(Study material):
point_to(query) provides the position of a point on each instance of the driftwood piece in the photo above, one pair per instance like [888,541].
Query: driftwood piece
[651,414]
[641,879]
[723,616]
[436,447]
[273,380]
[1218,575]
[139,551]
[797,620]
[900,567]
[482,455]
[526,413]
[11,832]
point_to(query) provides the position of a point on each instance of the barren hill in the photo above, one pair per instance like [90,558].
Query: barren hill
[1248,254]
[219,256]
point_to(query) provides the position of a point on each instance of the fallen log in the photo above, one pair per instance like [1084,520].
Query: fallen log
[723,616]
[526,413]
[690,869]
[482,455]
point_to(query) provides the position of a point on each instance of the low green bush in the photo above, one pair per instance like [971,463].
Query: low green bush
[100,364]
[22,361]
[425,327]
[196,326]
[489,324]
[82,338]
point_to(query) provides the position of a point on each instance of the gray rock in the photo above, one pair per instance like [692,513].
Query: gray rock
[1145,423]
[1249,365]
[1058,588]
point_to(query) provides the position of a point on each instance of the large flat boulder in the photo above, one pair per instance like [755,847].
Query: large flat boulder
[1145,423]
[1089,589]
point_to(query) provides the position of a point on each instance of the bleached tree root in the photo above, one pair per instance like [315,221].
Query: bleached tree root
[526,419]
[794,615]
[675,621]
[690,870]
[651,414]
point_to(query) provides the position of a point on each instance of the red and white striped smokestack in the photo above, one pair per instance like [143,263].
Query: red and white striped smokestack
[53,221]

(What you have to do):
All of the material must be given again, exactly as it appears above.

(Exercise solution):
point_to(query) provides the position of a point on each instance of the driftwood piece in the photo above, one pair per instance like [888,541].
Query: driftwood piece
[651,414]
[641,879]
[723,616]
[436,447]
[273,380]
[1218,575]
[139,551]
[797,620]
[900,567]
[482,455]
[526,413]
[11,832]
point_to(query) provides the position of a point on each instance of the barren hill in the photo above, one pair per instance like [90,558].
Query: barren hill
[1248,254]
[219,256]
point_to(query) provides the position of a point on each instance of the fallen log in the photo above, one pair per instance like [1084,520].
Query: fallen log
[723,616]
[526,413]
[690,869]
[482,455]
point_to(query) provides the position of a point on each instance of the low green bush in the photo above, one pair per instance like [971,463].
Query: low green bush
[100,364]
[22,361]
[425,327]
[196,326]
[489,324]
[82,338]
point_to(query) provides the position of a point on each instance of the gray rock in the photo above, one pair per instance like [692,513].
Query: gray rock
[1145,423]
[1249,365]
[1058,588]
point_to(query) provides the position of a point on each instance of the large flat boulder in the photo above, one pair per instance like [755,847].
Query: large flat boulder
[1145,423]
[1089,589]
point_to(query) provides the position of a point on each instance of the bleached tree root in the photo above, one pair per instance like [315,221].
Query: bleached tree root
[526,419]
[794,615]
[675,621]
[690,870]
[651,414]
point_to(query) provides the position of a point on each instance of the red and white striped smokestack in the photo above, one pair per instance like [143,263].
Query: red and white striped smokestack
[53,221]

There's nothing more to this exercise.